— START Material provided —

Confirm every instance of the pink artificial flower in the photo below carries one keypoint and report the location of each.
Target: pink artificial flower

— END Material provided —
— START Material provided —

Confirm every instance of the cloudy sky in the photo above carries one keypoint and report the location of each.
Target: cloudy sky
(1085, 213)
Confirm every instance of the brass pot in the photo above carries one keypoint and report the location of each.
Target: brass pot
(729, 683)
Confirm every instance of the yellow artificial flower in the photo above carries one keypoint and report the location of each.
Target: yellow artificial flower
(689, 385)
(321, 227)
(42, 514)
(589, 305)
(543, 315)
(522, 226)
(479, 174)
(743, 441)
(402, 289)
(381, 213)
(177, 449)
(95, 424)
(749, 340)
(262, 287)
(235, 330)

— END Material provided —

Reproduce the listing from the line with "Confirm every instance of the pink" to the line with "Target: pink artificial flower", substituting "silk flower" for "artificial flower" and leaving everything else unchanged.

Confirm every instance of the pink silk flower in the photo below carries one keypoint and report the location of each.
Target: pink silk flower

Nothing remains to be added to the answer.